Copy the items below word for word, starting at the line that contains "One point rides on each instance of the pergola" and continuing through the last line of the items, with both of those lines included.

(Part of a data file)
-------

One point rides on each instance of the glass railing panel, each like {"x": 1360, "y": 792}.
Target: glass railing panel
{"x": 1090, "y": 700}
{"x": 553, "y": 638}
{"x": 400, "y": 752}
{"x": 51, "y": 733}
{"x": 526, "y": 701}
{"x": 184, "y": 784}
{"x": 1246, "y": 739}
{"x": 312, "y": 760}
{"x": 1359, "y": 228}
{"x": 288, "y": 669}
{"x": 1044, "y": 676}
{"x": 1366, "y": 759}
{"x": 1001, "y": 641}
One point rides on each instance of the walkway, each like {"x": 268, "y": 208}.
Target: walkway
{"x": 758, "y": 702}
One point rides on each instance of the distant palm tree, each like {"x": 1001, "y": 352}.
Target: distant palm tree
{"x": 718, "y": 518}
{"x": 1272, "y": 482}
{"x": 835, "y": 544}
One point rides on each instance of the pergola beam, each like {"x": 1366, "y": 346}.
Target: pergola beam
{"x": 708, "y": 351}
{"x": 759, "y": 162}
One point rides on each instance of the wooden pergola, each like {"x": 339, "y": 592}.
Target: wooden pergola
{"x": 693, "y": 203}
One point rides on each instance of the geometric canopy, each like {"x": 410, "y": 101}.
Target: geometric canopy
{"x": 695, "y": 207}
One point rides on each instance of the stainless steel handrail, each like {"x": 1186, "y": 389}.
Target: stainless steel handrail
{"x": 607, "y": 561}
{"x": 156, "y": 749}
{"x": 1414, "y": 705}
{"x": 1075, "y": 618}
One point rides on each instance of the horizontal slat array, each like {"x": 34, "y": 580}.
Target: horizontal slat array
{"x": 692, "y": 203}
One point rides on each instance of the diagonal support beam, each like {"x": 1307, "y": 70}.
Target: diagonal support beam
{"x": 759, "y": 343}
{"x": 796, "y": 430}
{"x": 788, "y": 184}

-------

**SOLUTION FOR THIS PROBLEM:**
One point rides on each instance of the pergola beam, each like {"x": 1366, "y": 346}.
Target: pergola beam
{"x": 708, "y": 351}
{"x": 759, "y": 162}
One point rides on each instance of the wooden pergola, each like {"x": 339, "y": 592}.
Target: wooden pergola
{"x": 693, "y": 203}
One point rides on each instance of the geometric canopy, each like {"x": 410, "y": 101}.
Target: geometric canopy
{"x": 695, "y": 207}
One point rides on each instance of the stainless steel handrail, each like {"x": 1186, "y": 389}.
Target: stainless steel handrail
{"x": 607, "y": 561}
{"x": 156, "y": 749}
{"x": 1414, "y": 705}
{"x": 1075, "y": 618}
One point rides on each instance of the horizontal slat array, each like {"x": 34, "y": 580}.
Target: horizontal slat array
{"x": 692, "y": 203}
One point rides on each instance of the diagonal support beam, each like {"x": 1307, "y": 70}.
Target: diagonal support beam
{"x": 759, "y": 343}
{"x": 796, "y": 430}
{"x": 788, "y": 184}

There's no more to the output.